WORK TO COMPLETE:
A. In the race analysis, retype the passage starting at "It was in fact" and ending at "the additional lap.", word for word.
B. According to the race analysis, the Hungarian Grand Prix "had everything." List each thing the text names there.

TEXT:
-=-=-

2014 Hungarian Grand Prix: Race Analysis

Summer Of Smiles For Danny Ric

Remarkable. Monday morning and I am only just recovering from what was an utterly enthralling race. The nature of the Hungaroring determines that overtaking is a real challenge, yet upon watching Daniel Ricciardo emphatically pass two World Champions in the closing stages, it is difficult to believe. The Hungarian Grand Prix had everything – an unlikely winner, a dramatic conclusion, inter-team controversies, mixed strategies and a spot of precipitation. The outcome saw Mercedes beaten on a level playing field for the first time this season, as Ricciardo was once again the thorn in their side, or the blot in their copybook, as he made the optimum strategy work to devastating effect and snatched victory in the final laps from who else but the man who never gives up, Fernando Alonso. With Mercedes finishing P3 and P4, there is just so much to analyse. We will be talking about the 2014 Hungarian Grand Prix for many years to come.

The Good, The Bad and The Ugly

Strategists were certainly in the thick of the action yesterday. What better place to start than the start of the race, and with about 30 minutes until lights out, the rain began to fall by the bucket load. Several installation laps later and drivers were still unsure of whether the intermediate or wet tyre would be the best option. Ultimately, the Hungaroring has a surface which drys quickly, hence the intermediate proved to be the unanimous choice.
It was in fact Marcus Ericsson who proved to be the biggest headache for strategists, as his nasty accident at turn three, (recorded at 20G) came at a crossroads in the race. Slicks were still around two laps away, but all but one of the teams opted for the dry tyres as the radar suggested that no rain would be forthcoming. However, McLaren’s memo must have been lost in the post, as they fitted another set of inters to Button and kept Magnussen on his old set of inters. In hindsight, it was a huge mistake as they were caught radar-watching instead of reacting to both the skies and their rivals. What made this error even more painful for McLaren was that at the restart, they were in P2 with Jenson and P4 with Kevin, as the top four from before the safety car period were past the pit entry when the accident occurred, meaning that they had lost time in completing the additional lap.
It is likely that Button would have finished in P5 – while there are a huge amount of variables, he was ahead of Felipe Massa at this point and the Brazilian finished P5 in a race where the relative pace of the Williams and McLaren duo’s was very similar. An opportunity missed by McLaren, who may have to re-assess their processes when reacting to changing weather conditions in the future.

-=-=-

ENTRIES PROVIDED:
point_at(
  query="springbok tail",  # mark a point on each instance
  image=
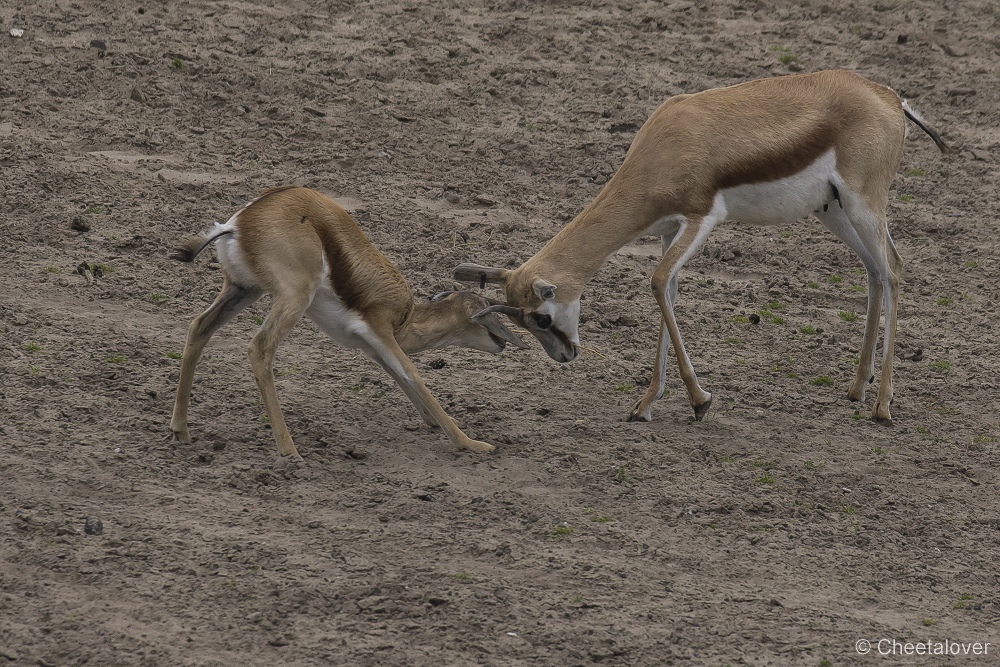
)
(922, 124)
(193, 246)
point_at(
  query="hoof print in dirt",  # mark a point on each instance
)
(93, 526)
(90, 271)
(356, 454)
(286, 464)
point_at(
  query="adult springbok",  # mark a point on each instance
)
(312, 258)
(763, 152)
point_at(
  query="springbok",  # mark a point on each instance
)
(762, 152)
(312, 258)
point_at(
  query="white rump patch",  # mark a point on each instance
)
(230, 256)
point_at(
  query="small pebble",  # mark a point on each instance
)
(93, 526)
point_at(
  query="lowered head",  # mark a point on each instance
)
(550, 314)
(463, 319)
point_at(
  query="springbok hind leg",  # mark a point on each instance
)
(286, 311)
(231, 300)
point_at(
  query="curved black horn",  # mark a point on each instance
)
(509, 311)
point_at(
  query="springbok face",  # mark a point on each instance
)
(534, 303)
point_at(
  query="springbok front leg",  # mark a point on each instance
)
(642, 410)
(383, 349)
(692, 234)
(231, 300)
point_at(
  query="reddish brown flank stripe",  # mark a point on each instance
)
(343, 276)
(779, 164)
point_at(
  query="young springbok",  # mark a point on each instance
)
(763, 152)
(312, 258)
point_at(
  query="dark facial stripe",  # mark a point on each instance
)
(778, 164)
(562, 337)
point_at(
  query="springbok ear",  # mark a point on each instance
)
(489, 321)
(474, 273)
(543, 289)
(440, 295)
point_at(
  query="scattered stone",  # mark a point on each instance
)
(355, 453)
(138, 96)
(93, 526)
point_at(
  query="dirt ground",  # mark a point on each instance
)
(779, 531)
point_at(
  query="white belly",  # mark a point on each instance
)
(784, 200)
(335, 319)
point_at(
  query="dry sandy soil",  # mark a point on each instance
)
(779, 531)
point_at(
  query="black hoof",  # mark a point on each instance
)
(700, 410)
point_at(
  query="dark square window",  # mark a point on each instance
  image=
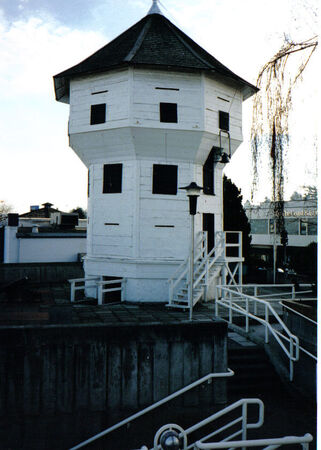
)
(224, 120)
(168, 112)
(208, 174)
(164, 179)
(98, 114)
(112, 183)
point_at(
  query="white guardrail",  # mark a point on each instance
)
(269, 443)
(96, 283)
(129, 419)
(237, 427)
(237, 301)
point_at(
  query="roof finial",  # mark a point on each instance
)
(154, 8)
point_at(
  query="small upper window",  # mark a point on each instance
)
(224, 121)
(112, 183)
(164, 179)
(98, 114)
(168, 112)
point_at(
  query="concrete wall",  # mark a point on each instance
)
(41, 273)
(55, 375)
(38, 248)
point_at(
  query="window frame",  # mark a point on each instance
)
(159, 174)
(169, 116)
(112, 181)
(223, 118)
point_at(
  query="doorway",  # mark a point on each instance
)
(209, 226)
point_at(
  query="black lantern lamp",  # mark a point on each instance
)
(193, 192)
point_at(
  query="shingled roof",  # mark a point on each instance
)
(152, 42)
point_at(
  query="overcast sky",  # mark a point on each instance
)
(40, 38)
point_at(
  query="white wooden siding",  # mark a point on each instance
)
(116, 99)
(215, 91)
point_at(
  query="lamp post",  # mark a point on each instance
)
(193, 192)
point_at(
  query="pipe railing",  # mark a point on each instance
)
(309, 320)
(182, 272)
(238, 426)
(80, 284)
(232, 304)
(269, 443)
(102, 290)
(129, 419)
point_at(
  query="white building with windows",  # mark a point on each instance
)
(300, 220)
(149, 113)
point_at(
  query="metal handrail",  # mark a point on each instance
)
(292, 353)
(184, 271)
(211, 261)
(227, 427)
(309, 320)
(129, 419)
(271, 443)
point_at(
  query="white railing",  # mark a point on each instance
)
(96, 283)
(182, 272)
(80, 284)
(242, 420)
(307, 319)
(102, 289)
(291, 290)
(268, 443)
(208, 261)
(241, 303)
(129, 419)
(237, 427)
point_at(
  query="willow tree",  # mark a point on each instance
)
(271, 110)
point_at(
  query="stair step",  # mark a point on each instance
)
(254, 373)
(174, 305)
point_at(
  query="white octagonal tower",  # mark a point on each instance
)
(145, 112)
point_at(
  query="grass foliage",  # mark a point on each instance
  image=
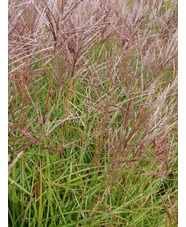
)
(92, 113)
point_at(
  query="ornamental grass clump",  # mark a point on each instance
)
(92, 113)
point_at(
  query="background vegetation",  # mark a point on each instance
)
(92, 113)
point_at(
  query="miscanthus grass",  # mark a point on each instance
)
(92, 113)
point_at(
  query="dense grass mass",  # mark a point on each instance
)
(92, 113)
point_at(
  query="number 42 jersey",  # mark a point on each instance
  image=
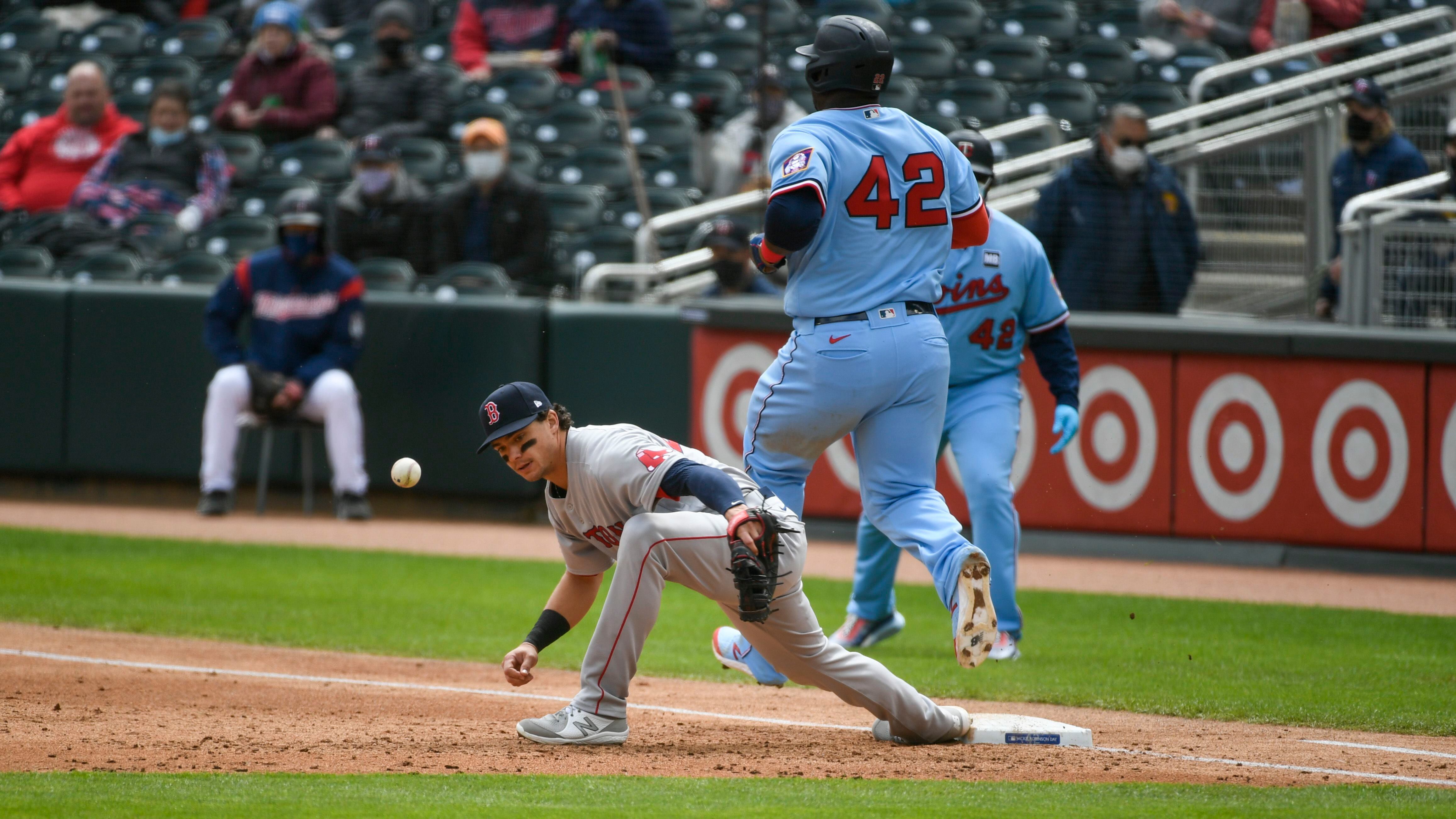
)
(890, 190)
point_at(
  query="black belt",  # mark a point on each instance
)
(912, 310)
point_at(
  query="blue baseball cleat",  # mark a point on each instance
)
(734, 652)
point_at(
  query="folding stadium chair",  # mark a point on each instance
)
(386, 275)
(27, 261)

-=-=-

TASK-BY-TASK RESULTS:
A.
It was in fact Marcus Ericsson who proved to be the biggest headache for strategists, as his nasty accident at turn three, (recorded at 20G) came at a crossroads in the race. Slicks were still around two laps away, but all but one of the teams opted for the dry tyres as the radar suggested that no rain would be forthcoming. However, McLaren’s memo must have been lost in the post, as they fitted another set of inters to Button and kept Magnussen on his old set of inters. In hindsight, it was a huge mistake as they were caught radar-watching instead of reacting to both the skies and their rivals. What made this error even more painful for McLaren was that at the restart, they were in P2 with Jenson and P4 with Kevin, as the top four from before the safety car period were past the pit entry when the accident occurred, meaning that they had lost time in completing the additional lap.

B.
- an unlikely winner
- a dramatic conclusion
- inter-team controversies
- mixed strategies
- a spot of precipitation